> **What you will do**: Return every line of the data below, exactly.

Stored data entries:
"""

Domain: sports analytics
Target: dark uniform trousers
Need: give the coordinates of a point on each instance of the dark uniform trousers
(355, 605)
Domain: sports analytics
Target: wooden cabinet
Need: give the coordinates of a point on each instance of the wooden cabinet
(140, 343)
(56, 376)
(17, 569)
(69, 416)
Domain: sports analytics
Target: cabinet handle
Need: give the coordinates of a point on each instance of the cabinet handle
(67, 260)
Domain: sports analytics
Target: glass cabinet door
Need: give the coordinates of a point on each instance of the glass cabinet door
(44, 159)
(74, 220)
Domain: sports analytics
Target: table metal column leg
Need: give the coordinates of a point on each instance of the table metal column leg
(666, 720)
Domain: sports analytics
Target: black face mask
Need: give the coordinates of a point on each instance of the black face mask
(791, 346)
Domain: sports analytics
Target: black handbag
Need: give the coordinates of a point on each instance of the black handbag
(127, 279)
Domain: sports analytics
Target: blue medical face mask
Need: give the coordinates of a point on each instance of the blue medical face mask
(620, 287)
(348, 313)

"""

> **Final answer**:
Domain: sports analytics
Target: dark uniform trousers
Need: give the coordinates of a point on each instance of the dark uniform trousers
(355, 605)
Domain: sports analytics
Target: wooden cabinet
Need: give the coordinates of a point on each instance of the wooden cabinet
(140, 343)
(56, 376)
(17, 569)
(69, 416)
Domain: sports analytics
Target: cabinet handle
Need: give the coordinates of a point on each instance of the cabinet handle
(67, 260)
Domain: sports analytics
Target: glass cabinet door
Need: give the coordinates of a point on each instance of the glass cabinet door
(44, 159)
(74, 220)
Domain: sports analytics
Target: table metal column leg
Need: give the coordinates of a point on each instance of the table metal column leg
(666, 720)
Domain: sports analytics
Target: black face mask
Need: give the coordinates of a point on each instance of the black face mask
(791, 346)
Domain: sports analytics
Target: black handbag
Need: give the coordinates of a point on each instance of the black handbag
(127, 279)
Domain: sports analytics
Target: blue medical face mask
Need: give the coordinates of a point on each instance of the blue medical face mask
(620, 287)
(348, 313)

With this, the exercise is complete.